» THE PROBLEM: Please pick out and copy every line in the items below that contains the string "detect".

Labeled box records:

══════════

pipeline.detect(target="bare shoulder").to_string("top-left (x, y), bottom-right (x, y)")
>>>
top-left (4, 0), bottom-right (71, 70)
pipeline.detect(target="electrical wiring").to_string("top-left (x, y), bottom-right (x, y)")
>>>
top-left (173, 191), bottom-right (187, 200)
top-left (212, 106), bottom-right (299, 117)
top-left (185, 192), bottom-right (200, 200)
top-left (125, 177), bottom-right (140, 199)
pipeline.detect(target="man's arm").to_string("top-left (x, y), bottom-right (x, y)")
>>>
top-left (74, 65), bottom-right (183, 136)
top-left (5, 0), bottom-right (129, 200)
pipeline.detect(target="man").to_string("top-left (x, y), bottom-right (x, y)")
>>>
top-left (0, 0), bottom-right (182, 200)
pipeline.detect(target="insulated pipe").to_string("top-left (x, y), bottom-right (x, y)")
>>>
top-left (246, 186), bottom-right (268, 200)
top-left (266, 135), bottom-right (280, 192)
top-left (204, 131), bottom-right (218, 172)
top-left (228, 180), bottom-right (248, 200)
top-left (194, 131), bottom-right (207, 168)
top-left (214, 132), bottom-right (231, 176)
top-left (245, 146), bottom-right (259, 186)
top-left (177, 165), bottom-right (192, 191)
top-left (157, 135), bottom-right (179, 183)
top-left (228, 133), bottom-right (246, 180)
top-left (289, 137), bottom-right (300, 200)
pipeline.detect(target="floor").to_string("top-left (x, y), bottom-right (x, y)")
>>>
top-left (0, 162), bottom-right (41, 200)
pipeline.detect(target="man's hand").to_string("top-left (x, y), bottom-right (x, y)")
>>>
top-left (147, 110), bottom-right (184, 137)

══════════

» RESPONSE TO THIS TASK:
pipeline.detect(target="bare shoulder").to_string("top-left (x, y), bottom-right (x, y)")
pipeline.detect(target="electrical wiring").to_string("top-left (x, y), bottom-right (x, y)")
pipeline.detect(target="man's arm").to_string("top-left (x, y), bottom-right (x, y)")
pipeline.detect(target="man").to_string("top-left (x, y), bottom-right (x, y)")
pipeline.detect(target="insulated pipe").to_string("top-left (x, y), bottom-right (x, y)")
pipeline.detect(target="floor").to_string("top-left (x, y), bottom-right (x, y)")
pipeline.detect(target="man's hand").to_string("top-left (x, y), bottom-right (x, y)")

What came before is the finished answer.